### Zu untersuchender Text
╔══
Jetzt muss man auch noch täglich die Handlung so aufgreifen, dass Neueinsteiger mitkommen – und Leser von gestern trotzdem nicht gähnen, obwohl sie alles schon wissen. Im Idealfall hält man auch noch die Neugier hoch auf etwas, was erst demnächst kommt. Tja, und jetzt klingt „vier Bilder“ auf einmal sehr knapp. Aber tags drauf geht es genauso weiter, und am nächsten Tag wieder. Und seine Leser behält so ein Strip nur dann, wenn er nicht bloß gelegentlich brillant ist, sondern jeden verdammten Tag gut bis sehr gut. Heißt: Langstrecke. Ausdauer.
Tagesstrip heißt: konstant Leistung bringen
Klar, König hat schon gezeigt, dass er das in der FAZ ein paar Wochen hinkriegt. Und der Vorgänger „Vervirte Zeiten“ arbeitete ähnlich, die fortlaufende Story bestand aber zunächst vor allem im roten Corona-Faden. Die Strips aus „Abba Hallo!“ hingegen sind eine knappe Jahresdistanz. Ganz anderes Kaliber. Da sind verkaterte Tage dabei, Tage mit Schnupfen, Fieber. Sicher, man kann vorproduzieren, aber was ist, wenn ausgerechnet der Vorproduktions-Tag voll Grippe ist? Und die fortlaufende Story? Das können nicht viele. Auf der Suche nach Vergleichbarem landet man da schnell bei Ausnahmekünstlern wie Milton Caniff oder Alex Raymond.
╚══
### Arbeitsmaterial
╔══
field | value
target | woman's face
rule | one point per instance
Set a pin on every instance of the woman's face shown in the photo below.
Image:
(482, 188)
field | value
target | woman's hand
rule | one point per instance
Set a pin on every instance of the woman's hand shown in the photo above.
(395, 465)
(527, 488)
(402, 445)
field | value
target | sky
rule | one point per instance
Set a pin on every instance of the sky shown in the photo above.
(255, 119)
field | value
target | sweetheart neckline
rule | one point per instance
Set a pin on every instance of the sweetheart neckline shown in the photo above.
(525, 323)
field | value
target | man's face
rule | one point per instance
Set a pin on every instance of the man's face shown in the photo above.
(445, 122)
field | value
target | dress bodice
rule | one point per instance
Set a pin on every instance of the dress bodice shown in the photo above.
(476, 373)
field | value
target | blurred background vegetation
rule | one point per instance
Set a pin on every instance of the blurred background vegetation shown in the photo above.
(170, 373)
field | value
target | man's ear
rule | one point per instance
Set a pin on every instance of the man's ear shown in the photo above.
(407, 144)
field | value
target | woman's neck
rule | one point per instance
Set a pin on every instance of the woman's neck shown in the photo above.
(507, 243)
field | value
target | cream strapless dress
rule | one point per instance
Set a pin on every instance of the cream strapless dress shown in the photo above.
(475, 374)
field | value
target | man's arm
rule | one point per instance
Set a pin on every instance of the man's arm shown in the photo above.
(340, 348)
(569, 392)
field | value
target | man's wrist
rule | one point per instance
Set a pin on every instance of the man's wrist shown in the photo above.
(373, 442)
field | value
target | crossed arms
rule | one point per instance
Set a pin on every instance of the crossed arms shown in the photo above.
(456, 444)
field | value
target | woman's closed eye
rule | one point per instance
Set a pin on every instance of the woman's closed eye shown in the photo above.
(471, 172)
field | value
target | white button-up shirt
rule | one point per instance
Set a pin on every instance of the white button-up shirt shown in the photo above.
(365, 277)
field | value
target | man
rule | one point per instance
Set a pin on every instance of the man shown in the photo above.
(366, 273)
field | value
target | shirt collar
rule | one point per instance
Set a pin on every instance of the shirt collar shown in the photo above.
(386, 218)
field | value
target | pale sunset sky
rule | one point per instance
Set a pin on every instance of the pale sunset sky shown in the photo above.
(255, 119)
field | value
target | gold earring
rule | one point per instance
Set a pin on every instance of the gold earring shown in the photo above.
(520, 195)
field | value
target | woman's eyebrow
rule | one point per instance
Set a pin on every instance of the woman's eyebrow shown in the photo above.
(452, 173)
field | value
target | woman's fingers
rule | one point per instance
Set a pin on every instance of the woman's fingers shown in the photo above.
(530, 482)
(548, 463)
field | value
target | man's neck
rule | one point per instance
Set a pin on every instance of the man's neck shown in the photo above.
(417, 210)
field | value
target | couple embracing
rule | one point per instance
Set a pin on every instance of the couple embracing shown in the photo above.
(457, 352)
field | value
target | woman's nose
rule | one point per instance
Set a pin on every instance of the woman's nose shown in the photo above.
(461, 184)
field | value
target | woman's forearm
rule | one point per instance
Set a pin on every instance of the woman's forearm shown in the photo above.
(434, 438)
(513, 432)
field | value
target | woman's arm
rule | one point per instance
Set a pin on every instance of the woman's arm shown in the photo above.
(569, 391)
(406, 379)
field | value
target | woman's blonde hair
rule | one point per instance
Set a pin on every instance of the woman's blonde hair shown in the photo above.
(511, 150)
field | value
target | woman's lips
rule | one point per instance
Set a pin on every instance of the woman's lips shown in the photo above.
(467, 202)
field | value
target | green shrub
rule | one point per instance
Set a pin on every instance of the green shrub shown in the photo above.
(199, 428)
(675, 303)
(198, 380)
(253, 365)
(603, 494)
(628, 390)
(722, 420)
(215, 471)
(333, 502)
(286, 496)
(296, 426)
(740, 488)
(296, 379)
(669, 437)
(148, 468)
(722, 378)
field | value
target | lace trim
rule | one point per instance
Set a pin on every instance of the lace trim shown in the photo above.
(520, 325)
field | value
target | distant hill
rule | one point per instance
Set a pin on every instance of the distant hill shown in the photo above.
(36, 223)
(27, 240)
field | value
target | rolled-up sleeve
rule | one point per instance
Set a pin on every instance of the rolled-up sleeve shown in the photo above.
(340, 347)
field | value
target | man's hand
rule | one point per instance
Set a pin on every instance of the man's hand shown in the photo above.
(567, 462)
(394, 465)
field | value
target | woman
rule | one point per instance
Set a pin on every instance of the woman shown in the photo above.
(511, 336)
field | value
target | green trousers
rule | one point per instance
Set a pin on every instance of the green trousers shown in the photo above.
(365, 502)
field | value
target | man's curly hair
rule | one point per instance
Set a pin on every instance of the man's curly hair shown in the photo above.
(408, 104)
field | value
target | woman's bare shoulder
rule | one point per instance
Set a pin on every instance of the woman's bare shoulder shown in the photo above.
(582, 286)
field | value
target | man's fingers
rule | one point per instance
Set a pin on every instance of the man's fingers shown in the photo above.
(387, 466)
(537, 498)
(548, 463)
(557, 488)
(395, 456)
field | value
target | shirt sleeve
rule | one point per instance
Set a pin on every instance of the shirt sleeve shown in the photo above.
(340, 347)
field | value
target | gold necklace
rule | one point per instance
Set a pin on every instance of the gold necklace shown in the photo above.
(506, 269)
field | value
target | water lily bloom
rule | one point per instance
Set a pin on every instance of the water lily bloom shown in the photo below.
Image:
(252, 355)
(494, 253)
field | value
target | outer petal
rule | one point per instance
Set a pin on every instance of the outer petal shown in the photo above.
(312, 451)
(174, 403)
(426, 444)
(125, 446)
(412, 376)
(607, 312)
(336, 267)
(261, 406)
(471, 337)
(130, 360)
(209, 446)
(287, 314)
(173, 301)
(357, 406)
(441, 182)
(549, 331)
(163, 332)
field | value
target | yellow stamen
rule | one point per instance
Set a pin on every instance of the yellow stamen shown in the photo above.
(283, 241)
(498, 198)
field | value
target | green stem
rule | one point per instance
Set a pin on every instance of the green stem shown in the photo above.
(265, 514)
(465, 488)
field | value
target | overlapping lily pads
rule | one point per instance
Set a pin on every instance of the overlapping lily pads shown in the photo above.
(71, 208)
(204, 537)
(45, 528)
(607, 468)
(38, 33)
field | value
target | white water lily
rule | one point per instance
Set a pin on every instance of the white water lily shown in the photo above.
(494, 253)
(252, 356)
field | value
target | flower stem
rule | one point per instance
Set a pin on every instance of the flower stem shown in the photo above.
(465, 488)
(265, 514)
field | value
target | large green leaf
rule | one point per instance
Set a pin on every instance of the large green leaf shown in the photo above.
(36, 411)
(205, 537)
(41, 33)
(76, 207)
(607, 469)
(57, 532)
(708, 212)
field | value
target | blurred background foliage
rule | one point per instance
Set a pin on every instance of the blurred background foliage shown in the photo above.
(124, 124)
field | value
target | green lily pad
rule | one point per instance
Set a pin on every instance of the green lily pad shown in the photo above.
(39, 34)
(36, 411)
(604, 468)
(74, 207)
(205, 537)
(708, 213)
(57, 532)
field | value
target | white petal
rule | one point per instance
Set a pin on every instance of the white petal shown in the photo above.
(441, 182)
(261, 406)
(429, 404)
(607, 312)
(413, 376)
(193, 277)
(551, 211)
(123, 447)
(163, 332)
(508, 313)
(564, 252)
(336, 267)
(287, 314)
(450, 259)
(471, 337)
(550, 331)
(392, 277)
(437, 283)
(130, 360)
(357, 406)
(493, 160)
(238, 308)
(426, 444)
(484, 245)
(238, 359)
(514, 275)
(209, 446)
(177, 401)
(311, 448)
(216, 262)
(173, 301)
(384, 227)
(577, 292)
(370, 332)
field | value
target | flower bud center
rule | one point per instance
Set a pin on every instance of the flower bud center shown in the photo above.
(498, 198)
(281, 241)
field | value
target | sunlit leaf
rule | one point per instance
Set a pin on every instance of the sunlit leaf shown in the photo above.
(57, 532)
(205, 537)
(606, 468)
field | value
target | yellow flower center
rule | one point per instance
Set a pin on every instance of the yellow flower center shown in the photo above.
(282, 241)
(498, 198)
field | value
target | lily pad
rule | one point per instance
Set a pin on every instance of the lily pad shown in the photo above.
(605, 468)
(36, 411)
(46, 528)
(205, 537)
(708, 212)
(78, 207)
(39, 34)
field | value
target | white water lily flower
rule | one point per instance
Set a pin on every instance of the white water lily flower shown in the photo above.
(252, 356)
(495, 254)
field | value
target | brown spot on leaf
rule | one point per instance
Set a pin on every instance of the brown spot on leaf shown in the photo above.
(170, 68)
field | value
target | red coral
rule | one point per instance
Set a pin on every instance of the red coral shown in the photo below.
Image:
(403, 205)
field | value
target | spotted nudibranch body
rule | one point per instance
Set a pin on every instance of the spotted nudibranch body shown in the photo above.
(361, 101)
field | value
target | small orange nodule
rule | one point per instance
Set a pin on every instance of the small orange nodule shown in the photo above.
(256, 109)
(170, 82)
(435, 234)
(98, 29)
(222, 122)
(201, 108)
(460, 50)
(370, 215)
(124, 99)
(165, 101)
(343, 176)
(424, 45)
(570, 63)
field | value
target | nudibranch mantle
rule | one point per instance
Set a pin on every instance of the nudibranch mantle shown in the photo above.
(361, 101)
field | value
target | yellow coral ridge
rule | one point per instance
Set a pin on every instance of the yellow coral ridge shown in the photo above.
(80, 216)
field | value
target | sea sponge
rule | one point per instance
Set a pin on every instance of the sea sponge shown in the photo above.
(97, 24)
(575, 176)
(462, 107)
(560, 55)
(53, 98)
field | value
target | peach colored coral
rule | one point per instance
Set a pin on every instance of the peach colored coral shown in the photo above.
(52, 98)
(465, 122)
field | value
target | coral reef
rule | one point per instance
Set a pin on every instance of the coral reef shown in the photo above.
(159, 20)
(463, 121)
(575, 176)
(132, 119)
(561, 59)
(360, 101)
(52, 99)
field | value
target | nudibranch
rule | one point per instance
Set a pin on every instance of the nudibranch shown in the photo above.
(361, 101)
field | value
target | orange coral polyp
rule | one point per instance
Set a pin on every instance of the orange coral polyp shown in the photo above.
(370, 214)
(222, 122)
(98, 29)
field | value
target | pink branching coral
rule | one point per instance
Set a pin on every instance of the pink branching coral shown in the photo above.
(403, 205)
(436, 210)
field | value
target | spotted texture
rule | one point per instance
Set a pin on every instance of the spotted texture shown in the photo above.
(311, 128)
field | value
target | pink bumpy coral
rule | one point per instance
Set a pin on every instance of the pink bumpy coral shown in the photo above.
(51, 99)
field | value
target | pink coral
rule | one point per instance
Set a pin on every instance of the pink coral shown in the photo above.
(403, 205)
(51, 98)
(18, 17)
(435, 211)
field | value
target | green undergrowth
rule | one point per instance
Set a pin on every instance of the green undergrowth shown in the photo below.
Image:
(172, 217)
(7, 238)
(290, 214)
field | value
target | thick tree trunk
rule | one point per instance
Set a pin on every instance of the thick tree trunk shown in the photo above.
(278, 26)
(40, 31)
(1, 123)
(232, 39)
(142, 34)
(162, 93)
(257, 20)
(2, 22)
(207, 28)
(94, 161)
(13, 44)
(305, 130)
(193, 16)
╚══
### Zu erledigende Aufgaben
a) Beantworte drei Fragen zum Text über den Tagesstrip:
(i) Welche beiden Wörter folgen auf „Heißt:“?
(ii) In welcher Zeitung hat König gezeigt, dass er das ein paar Wochen hinkriegt?
(iii) Welche Ausnahmekünstler werden am Ende genannt?
b) Übertrage diesen Satz aus dem Text über den Tagesstrip ins Englische: „Sicher, man kann vorproduzieren, aber was ist, wenn ausgerechnet der Vorproduktions-Tag voll Grippe ist?“
c) Führe den Text über den Tagesstrip nach seinem letzten Satz fort.

### Lösungen im Überblick
a)
(i) Langstrecke. Ausdauer.
(ii) In der FAZ.
(iii) Milton Caniff und Alex Raymond.

b) Sure, you can work ahead, but what if you're down with the flu on the very day set aside for working ahead?

c)
Was König hilft, ist: Er ist vielseitig interessiert. Der Umgang mit Corona ist für ihn Herzenssache, und trotzdem: Wenn Konrad und Paul, sein schwules Stamm-Ehepaar, Silvester feiern, geht es Paul auf den Sack, wenn Konrad nicht einfach mal elf statt der erlaubten zehn Gäste einlädt. Dazu gibt es einen schönen Sex-Handlungsstrang, Tagespolitik, und nicht zuletzt hat König in der Vergangenheit Vieles gesammelt, das ihm jetzt nützt.
Zwischen Sofakissen und Impfdebatte
Er bleibt nicht stur bei Konrad und Paul, sondern setzt die vielen Nebenfiguren und Locations ein, die er ihnen inzwischen dazugesellt hat. Pauls Papa und Schwester Edeltraut, Konrads Exfreundin Brigitte, sein schwuler Kumpel Lutscher, und, und, und. Häufig verlegt er seine Dialoge ans Telefon, zeigt verschiedene Wohnzimmer, Arbeitszimmer, Küchen. Soll man nicht unterschätzen: All diese Zimmer und Räume brauchen Zeit, und ausdenken muss man sie sich auch. Gerade, wenn man in Farbe zeichnet: Man kann sich etwa bei König in jedem Wohnzimmer auf unterschiedlich gemusterte Sofakissen freuen.
Klar, König erfindet das Rad nicht neu. Aber man konnte nicht erwarten, dass er seine Erzählweise so gut in die Daily-Strip-Form konvertiert. Einziger Nachteil: Am Stück liest es sich nicht so gut wie im Tagesrhythmus. Weil man nach 20, 30 Seiten spürt, wie der gleichmäßige Vier-Panels-Puls eine größere Dynamik bremst. Dafür bekommt man in „Abba Hallo!“ etwas völlig Unerwartetes: eine historische Dimension. Ebenfalls doppelt.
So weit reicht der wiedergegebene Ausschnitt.